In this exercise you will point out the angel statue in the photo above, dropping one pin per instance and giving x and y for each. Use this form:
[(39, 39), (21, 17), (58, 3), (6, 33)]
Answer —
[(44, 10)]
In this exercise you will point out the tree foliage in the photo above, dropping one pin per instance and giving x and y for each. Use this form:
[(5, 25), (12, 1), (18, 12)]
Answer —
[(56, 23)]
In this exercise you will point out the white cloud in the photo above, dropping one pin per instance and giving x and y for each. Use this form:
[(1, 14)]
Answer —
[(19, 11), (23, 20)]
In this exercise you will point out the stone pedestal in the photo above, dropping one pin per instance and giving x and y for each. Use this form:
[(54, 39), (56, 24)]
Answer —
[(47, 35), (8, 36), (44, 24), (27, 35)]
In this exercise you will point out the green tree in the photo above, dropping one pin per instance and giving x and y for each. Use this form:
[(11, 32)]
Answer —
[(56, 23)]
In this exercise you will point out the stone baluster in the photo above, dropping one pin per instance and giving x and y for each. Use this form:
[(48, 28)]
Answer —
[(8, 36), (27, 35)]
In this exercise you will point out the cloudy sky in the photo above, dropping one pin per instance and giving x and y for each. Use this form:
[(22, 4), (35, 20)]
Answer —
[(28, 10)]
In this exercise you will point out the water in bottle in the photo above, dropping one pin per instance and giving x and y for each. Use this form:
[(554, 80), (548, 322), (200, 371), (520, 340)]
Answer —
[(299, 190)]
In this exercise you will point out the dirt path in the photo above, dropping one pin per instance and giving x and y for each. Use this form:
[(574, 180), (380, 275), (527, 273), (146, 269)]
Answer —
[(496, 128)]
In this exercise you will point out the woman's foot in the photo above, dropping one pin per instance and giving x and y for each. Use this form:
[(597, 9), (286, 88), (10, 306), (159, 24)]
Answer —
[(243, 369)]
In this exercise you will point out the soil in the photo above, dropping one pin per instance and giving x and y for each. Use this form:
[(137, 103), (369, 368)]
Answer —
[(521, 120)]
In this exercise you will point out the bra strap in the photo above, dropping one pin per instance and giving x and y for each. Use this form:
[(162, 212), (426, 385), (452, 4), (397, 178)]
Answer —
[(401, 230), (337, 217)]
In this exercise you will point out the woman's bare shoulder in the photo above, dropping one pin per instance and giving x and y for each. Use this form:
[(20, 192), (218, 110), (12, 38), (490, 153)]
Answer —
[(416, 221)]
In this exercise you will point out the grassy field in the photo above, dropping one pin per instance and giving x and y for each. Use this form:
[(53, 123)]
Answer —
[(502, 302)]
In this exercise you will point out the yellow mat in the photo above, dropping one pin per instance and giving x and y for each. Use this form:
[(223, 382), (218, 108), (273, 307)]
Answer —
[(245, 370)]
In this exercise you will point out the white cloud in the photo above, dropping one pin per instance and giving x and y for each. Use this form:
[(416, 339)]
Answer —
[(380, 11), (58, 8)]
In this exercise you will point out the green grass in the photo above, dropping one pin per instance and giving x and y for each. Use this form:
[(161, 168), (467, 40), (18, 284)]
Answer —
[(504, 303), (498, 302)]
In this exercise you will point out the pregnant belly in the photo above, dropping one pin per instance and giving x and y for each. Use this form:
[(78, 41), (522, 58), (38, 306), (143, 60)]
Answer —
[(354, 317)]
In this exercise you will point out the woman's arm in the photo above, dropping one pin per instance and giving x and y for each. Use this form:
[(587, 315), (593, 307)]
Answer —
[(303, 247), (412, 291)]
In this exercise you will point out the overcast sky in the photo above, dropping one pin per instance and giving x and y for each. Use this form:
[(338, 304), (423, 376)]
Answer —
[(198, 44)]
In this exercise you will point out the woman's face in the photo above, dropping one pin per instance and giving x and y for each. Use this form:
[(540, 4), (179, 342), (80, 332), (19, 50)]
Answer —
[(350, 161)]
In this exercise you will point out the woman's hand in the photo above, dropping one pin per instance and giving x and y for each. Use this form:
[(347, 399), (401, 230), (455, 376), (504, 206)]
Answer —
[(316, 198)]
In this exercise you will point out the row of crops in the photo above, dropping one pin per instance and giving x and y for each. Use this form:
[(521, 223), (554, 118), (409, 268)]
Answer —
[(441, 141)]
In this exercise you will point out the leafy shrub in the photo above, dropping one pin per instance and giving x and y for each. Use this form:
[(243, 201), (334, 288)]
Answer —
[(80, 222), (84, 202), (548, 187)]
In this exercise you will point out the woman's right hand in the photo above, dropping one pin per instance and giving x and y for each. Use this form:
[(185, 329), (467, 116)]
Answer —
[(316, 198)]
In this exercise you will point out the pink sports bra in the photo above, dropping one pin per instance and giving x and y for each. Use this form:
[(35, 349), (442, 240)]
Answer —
= = = =
**The problem:**
Convert all of the material above into a Markdown table with two columns, Number and Text. Give each line its own row, numbered in order, and leave out blank lines.

**Result for this exercise:**
| Number | Text |
|---|---|
| 1 | In this exercise you will point out the angel statue in the photo above, dropping one pin per instance and giving x and y for each. Use this form: |
| 2 | [(39, 39), (21, 17), (58, 3), (6, 33)] |
| 3 | Answer — |
| 4 | [(44, 10)] |
| 5 | In this exercise you will point out the tree foliage in the photo above, dropping one pin per instance and giving x and y for each. Use this form: |
| 6 | [(5, 25), (12, 1), (18, 12)] |
| 7 | Answer — |
| 8 | [(56, 23)] |
| 9 | In this exercise you will point out the white cloud in the photo above, dropping one pin per instance and giving x and y for each. Use this form: |
| 10 | [(1, 14)] |
| 11 | Answer — |
| 12 | [(19, 11), (23, 20)] |
| 13 | In this exercise you will point out the stone pedestal in the photo above, dropping one pin per instance and giving x and y for each. Use this form: |
| 14 | [(54, 39), (56, 24)] |
| 15 | Answer — |
| 16 | [(47, 35), (8, 36), (44, 24), (27, 35)] |
| 17 | In this exercise you will point out the green tree in the photo above, dropping one pin per instance and giving x and y for each. Use this form: |
| 18 | [(11, 32)] |
| 19 | Answer — |
| 20 | [(56, 23)] |
| 21 | In this exercise you will point out the stone baluster in the photo above, dropping one pin per instance and giving x and y for each. Use this form: |
| 22 | [(48, 28)] |
| 23 | Answer — |
| 24 | [(8, 36), (27, 35)] |
| 25 | In this exercise you will point out the cloudy sky in the photo above, dropping one pin per instance and giving x and y for each. Use this form: |
| 26 | [(22, 4), (35, 20)] |
| 27 | Answer — |
| 28 | [(28, 10)] |
| 29 | In this exercise you will point out the water in bottle in the photo above, dropping one pin per instance and giving x and y for each. Use this form: |
| 30 | [(554, 80), (548, 322), (200, 371), (520, 340)] |
| 31 | Answer — |
| 32 | [(299, 190)] |
| 33 | In this exercise you will point out the dirt path in the photo above, dropping one pin per instance and giving x and y for each. Use this form: |
| 34 | [(574, 180), (380, 275), (527, 273), (146, 269)] |
| 35 | Answer — |
| 36 | [(496, 128)] |
| 37 | In this exercise you will point out the woman's foot in the photo above, dropping one pin per instance and giving x and y for each. Use this form: |
| 38 | [(597, 9), (286, 88), (10, 306), (159, 24)] |
| 39 | Answer — |
| 40 | [(243, 369)] |
| 41 | In this exercise you will point out the soil in the photo above, dropping one pin per instance and giving x and y for each. Use this form: |
| 42 | [(137, 103), (369, 368)] |
| 43 | Answer — |
| 44 | [(521, 120)] |
| 45 | In this exercise you will point out the bra strap in the photo above, dropping one pin per instance and giving x and y for each. Use this form: |
| 46 | [(162, 212), (426, 385), (452, 4), (397, 178)] |
| 47 | Answer — |
| 48 | [(401, 230), (337, 217)] |
| 49 | In this exercise you will point out the woman's bare shoulder in the photo above, dropping one pin per instance and giving x and y for each. Use this form: |
| 50 | [(20, 192), (218, 110), (12, 38), (490, 153)] |
| 51 | Answer — |
| 52 | [(416, 221)] |
| 53 | In this exercise you will point out the grassy field in the photo above, dropping one pin per instance and giving x and y for each. Use this form: |
| 54 | [(53, 123)] |
| 55 | Answer — |
| 56 | [(502, 302)] |
| 57 | In this exercise you will point out the yellow mat in the photo above, dropping one pin per instance and giving x and y for each. Use this form: |
| 58 | [(223, 382), (218, 108), (273, 307)] |
| 59 | Answer — |
| 60 | [(245, 370)] |
| 61 | In this exercise you will point out the white cloud in the photo above, dropping one pin per instance and giving x and y for each. Use this form: |
| 62 | [(416, 339)] |
| 63 | Answer — |
| 64 | [(380, 11), (58, 8)] |
| 65 | In this exercise you will point out the green grass in the photo above, dropping one pin per instance and giving x and y for each. Use this form: |
| 66 | [(161, 168), (467, 40), (18, 284)] |
| 67 | Answer — |
| 68 | [(504, 303), (498, 302)] |
| 69 | In this exercise you will point out the pregnant belly in the photo above, dropping one pin per instance and giving x and y for each. Use this form: |
| 70 | [(78, 41), (522, 58), (38, 306), (143, 60)] |
| 71 | Answer — |
| 72 | [(354, 317)] |
| 73 | In this exercise you will point out the woman's arm in the photo above, dropping one pin per instance and giving x and y for each. Use this form: |
| 74 | [(587, 315), (593, 307)] |
| 75 | Answer — |
| 76 | [(303, 247), (412, 291)] |
| 77 | In this exercise you will point out the overcast sky in the photo above, dropping one pin per instance and giving x and y for each. Use this form: |
| 78 | [(338, 304), (423, 376)] |
| 79 | Answer — |
| 80 | [(198, 44)] |
| 81 | In this exercise you will point out the woman's face in the photo above, dropping one pin per instance and giving x and y for each. Use this form: |
| 82 | [(540, 4), (179, 342), (80, 332), (19, 50)] |
| 83 | Answer — |
| 84 | [(350, 161)] |
| 85 | In this exercise you will point out the woman's hand in the photo above, dropping one pin per instance and giving x and y for each. Use this form: |
| 86 | [(347, 399), (401, 230), (455, 376), (504, 206)] |
| 87 | Answer — |
| 88 | [(316, 198)] |
| 89 | In this exercise you will point out the row of crops in the photo above, dropping one pin per instance and giving x and y for each. Use this form: |
| 90 | [(521, 223), (554, 118), (409, 268)] |
| 91 | Answer — |
| 92 | [(441, 141)] |
| 93 | In this exercise you will point out the leafy shrub in the photo above, dropping one pin per instance and giving x and y for each. Use this form: |
| 94 | [(243, 201), (334, 288)] |
| 95 | Answer — |
| 96 | [(80, 222), (84, 202), (548, 187)] |
| 97 | In this exercise you will point out the woman's right hand in the photo above, dropping one pin per instance and giving x and y for each. Use this form: |
| 98 | [(185, 329), (467, 116)] |
| 99 | Answer — |
| 100 | [(316, 198)] |
| 101 | In this exercise you will point out the pink sports bra in the photo above, dropping one pin per instance and giving x and y for each. Use this form: |
| 102 | [(35, 349), (442, 240)] |
| 103 | Answer — |